(Problems to work on):
**a.** In the stablecoin overview, which IRS notice is cited for treating digital assets as property?
**b.** Repeat the passage of the stablecoin overview that opens with the words containing "Holding it in" and closes with "can be held.".
**c.** Write what follows the final sentence of the stablecoin overview.

(Document section):
·····
Digital dollars — tokens pegged 1:1 to a fiat currency — held through qualified custody for settlement, treasury, and yield.

What it is

Stablecoins are blockchain tokens built to hold a steady value by tracking a reference asset — most often the U.S. dollar, one token to one dollar. The leading ones are fully reserved: every token in circulation is backed by cash and short-term U.S. Treasuries that the issuer holds and reports on. That pairing — the stability of the dollar with the speed and global reach of a blockchain — is what makes them useful for moving and holding value.

Holding it in a self-directed IRA

Stablecoins are held for the account through the platform’s qualified digital-asset custody — in the account’s name, not in a personal wallet. Purchases, sales, transfers, and conversions settle into the account, and balances and cost basis are recorded.

Requirements

  • Held in the account’s name through qualified digital-asset custody — you don’t hold the private keys.
  • Transfers, conversions, and any yield settle into, and are funded from, the account.
  • Only stablecoins the custody arrangement supports can be held.

Limitations and prohibitions

  • The IRS treats digital assets as property (Notice 2014-21), so converting or spending a stablecoin can create a gain or loss; in a retirement account, the usual prohibited-transaction rules apply.
  • A stablecoin is only as sound as its reserves and its issuer — a token can lose its peg if reserves fall short or confidence breaks.
  • Stablecoins are not bank deposits and are not FDIC-insured.
  • The federal framework is new (the GENIUS Act of 2025); rules and the set of supported tokens are still developing.

Valuation and liquidity

Fiat-backed stablecoins are designed to sit at $1, but the peg is a target, not a guarantee — well-reserved tokens have held it closely, while weaker, thinly-backed designs have broken. Liquidity is generally deep for the major regulated stablecoins.

Tax considerations

Favor regulated, fully-reserved, dollar-backed stablecoins with transparent reserve reporting. Know who the issuer is, what backs the token, and your redemption rights before you hold size — and read the full guide below.
·····
(Data section):
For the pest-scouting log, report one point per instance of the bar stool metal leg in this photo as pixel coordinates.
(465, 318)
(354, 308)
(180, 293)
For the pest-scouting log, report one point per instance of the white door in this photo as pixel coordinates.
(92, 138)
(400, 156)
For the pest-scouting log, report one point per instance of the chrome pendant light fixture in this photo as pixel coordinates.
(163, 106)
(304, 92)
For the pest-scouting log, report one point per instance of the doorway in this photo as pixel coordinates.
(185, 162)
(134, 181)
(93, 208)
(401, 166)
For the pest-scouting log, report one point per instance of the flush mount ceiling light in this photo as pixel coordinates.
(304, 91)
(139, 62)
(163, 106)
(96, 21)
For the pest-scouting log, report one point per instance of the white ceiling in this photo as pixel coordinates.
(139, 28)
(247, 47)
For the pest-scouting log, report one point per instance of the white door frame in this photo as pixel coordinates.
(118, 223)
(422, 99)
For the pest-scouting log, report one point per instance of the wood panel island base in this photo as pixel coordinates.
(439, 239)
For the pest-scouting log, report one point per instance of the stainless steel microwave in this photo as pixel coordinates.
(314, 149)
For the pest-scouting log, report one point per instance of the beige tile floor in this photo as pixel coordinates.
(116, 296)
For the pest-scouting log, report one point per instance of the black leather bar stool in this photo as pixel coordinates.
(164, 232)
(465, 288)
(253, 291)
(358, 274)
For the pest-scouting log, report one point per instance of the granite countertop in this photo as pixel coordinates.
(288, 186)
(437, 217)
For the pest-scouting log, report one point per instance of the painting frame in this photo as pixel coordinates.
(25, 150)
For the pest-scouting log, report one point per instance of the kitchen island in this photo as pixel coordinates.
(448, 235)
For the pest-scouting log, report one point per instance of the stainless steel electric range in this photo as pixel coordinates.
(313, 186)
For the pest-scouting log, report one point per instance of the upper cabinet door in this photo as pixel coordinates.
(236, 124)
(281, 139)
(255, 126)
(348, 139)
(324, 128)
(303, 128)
·····
(Set of answers):
**a.** Notice 2014-21.

**b.**
Holding it in a self-directed IRA

Stablecoins are held for the account through the platform’s qualified digital-asset custody — in the account’s name, not in a personal wallet. Purchases, sales, transfers, and conversions settle into the account, and balances and cost basis are recorded.

Requirements

  • Held in the account’s name through qualified digital-asset custody — you don’t hold the private keys.
  • Transfers, conversions, and any yield settle into, and are funded from, the account.
  • Only stablecoins the custody arrangement supports can be held.

**c.**
A worked example

You hold 25,000 units of a dollar-backed stablecoin in your account and send $25,000 to a counterparty in minutes for a fraction of a cent — versus a wire that costs more and settles in days. Because the token tracks the dollar 1:1, there’s almost no price movement; but if you had acquired it slightly below $1 and it redeemed at $1, that small difference is a taxable gain.

IRS forms & records

  • Form 1099 information reporting may apply to digital-asset transactions.
  • Form 8949 and Schedule D — to report any gain or loss on conversion or disposal.
  • In a retirement account: Form 5498 (year-end value) and Form 1099-R (distributions).

Common mistakes that can cost you

  • Treating a stablecoin as an insured bank dollar — it is an issuer’s promise backed by reserves, not a deposit.
  • Ignoring the tax on conversions — swapping or spending a stablecoin can be a taxable event.
  • Reaching for an algorithmic or thinly-reserved token in the name of ‘stability’ — those are the designs that have de-pegged.
  • In an IRA, taking personal custody of the keys — a deemed distribution.

Before you invest

  • The token is a regulated, fully-reserved, fiat-backed stablecoin.
  • You know the issuer, what backs the token, and your redemption rights.
  • It is held through qualified custody in the account’s name.
  • You understand the tax treatment of conversions and of any yield.

Authorities

  • GENIUS Act of 2025 — the federal framework for payment stablecoins (full reserve backing, disclosure, and redemption rights).
  • IRS Notice 2014-21 — digital assets are treated as property.
  • IRC § 4975 — prohibited transactions and disqualified persons, where held in a retirement account.
  • Bank of England and Stripe explainers — how stablecoins are issued, backed, and settled.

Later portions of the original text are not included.